TASKS TO PERFORM =
• A. List every activity that the text on bottle-feeding breast milk says moms can do with breast pumps.
• B. Pick up the article on bottle-feeding breast milk after its final sentence and carry it forward.

TEXT SECTION =
=-=-=

In a recent article, Time magazine discusses a new way of feeding babies that’s gaining in popularity: Giving baby breast milk exclusively from a bottle.
These moms are pro-breast milk, but for a variety of reasons, they don’t want to feed their baby directly from their breast. “I just did not like it. I felt locked away. I was young and self-conscious, and everyone would leave the room when I breast-fed. I was lonely,” Texas mom Crystal Bard told Time.
Other moms complain that they don’t like the way nursing feels, that they wanted dads to share in feeding responsibilities, or that they didn’t want the commitment of being constantly tied to a nursing baby.
Breast pumps — as well as a general lack of support for moms who breast feed in public — are helping to fuel the trend, says Time. Moms can pump two breasts at once, carry their pumps in stylish purses, and even pump milk in the car.
But is feeding breast milk from a bottle really more convenient, as these moms argue? Pumping used to make me cry, it was so frustrating. And then there’s the clean-up and the sterilizing and the putting everything back together. Putting baby to a breast just seems so much simpler. Hands-free pumps let you hold baby while you pump — why not just eliminate the middle-man and feed the baby?

=-=-=

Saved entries
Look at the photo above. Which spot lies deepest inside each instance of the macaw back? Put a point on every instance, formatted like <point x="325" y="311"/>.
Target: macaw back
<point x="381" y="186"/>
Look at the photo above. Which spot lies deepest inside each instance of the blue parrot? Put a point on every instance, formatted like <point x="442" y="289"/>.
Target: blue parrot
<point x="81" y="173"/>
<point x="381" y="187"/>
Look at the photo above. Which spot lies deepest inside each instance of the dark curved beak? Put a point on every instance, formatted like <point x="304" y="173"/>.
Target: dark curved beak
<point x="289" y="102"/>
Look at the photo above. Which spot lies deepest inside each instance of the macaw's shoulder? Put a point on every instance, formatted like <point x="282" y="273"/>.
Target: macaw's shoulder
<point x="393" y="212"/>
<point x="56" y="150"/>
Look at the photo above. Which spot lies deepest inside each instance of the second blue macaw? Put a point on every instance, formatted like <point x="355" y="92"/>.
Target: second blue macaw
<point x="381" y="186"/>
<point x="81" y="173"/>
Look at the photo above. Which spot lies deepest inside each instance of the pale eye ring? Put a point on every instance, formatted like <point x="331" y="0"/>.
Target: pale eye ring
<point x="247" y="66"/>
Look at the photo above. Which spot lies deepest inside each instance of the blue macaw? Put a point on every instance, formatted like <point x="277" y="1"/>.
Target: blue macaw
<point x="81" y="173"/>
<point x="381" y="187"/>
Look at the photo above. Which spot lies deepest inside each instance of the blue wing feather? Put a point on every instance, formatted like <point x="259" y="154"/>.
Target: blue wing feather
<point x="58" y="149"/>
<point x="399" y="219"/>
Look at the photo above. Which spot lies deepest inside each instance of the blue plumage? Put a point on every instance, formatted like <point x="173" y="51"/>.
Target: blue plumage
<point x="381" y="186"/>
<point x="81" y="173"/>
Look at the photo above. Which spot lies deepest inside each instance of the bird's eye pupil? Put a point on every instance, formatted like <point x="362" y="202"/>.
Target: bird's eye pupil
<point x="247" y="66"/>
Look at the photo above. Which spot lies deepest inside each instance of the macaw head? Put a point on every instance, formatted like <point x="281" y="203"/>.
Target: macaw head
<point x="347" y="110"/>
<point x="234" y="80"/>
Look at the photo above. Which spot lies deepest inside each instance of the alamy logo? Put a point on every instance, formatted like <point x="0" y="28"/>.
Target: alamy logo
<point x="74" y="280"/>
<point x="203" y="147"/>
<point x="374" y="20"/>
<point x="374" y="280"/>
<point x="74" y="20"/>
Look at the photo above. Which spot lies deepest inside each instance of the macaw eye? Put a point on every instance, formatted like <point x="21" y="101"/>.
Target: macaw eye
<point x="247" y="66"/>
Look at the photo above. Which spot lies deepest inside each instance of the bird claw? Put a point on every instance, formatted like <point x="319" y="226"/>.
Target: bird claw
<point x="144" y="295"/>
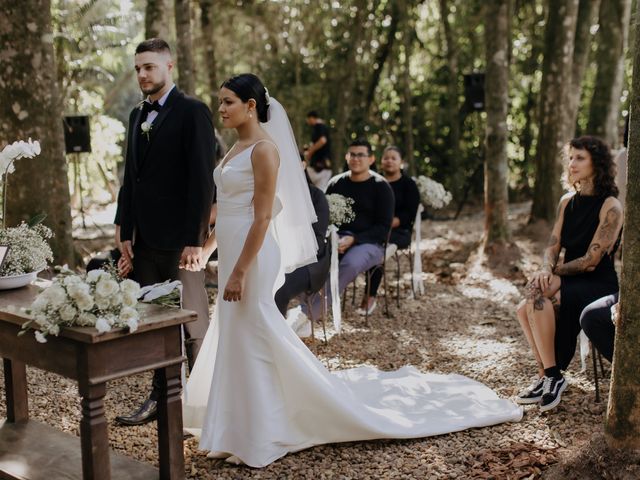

=-=-=

ANSWERS FOR EACH ITEM =
• A.
- Pump two breasts at once
- Carry their pumps in stylish purses
- Pump milk in the car
- Hold baby while pumping, with hands-free pumps

• B.
They’re also losing some of the health benefits of breastfeeding, as one commenter at Time points out:
This article minimizes some important points: When the baby doesn’t nurse at the breast, you do not eliminate all of the risks that come with bottle feeding. For example, breastfeeding protects against palate malformation and the need for orthodontia, but feeding breastmilk from a bottle will be just as risky. Breastfed babies’ vision develops perfectly due to the positioning at the breast–that will not happen with any form of bottle feeding.
Breastfeeding protects mothers from breast cancer, and we have no information whether or not that will be true without actively nursing…. Also, it can be quite difficult for some women to maintain an adequate supply when exclusively pumping–you’re missing out on the biofeedback that ensures an adequate supply: and it is especially tough during those growth spurts.
But perhaps most importantly, women who have successful breastfeeding relationships experience a deep sense of satisfaction and closeness with the baby. Women who pump exclusively tend to begin to resent the pump and sometimes even the babies. Babies are time consuming and inconvenient and deserve our time (and one should prepare for that reality rather than trying to minimize it)…breastfeeding isn’t. (Gina Gerboth, CPM, IBCLC)
Still, these moms are going out of their way to make sure that their baby gets breast milk. And all moms, no matter what form of feeding they choose, deserve support. What do you think about this new trend?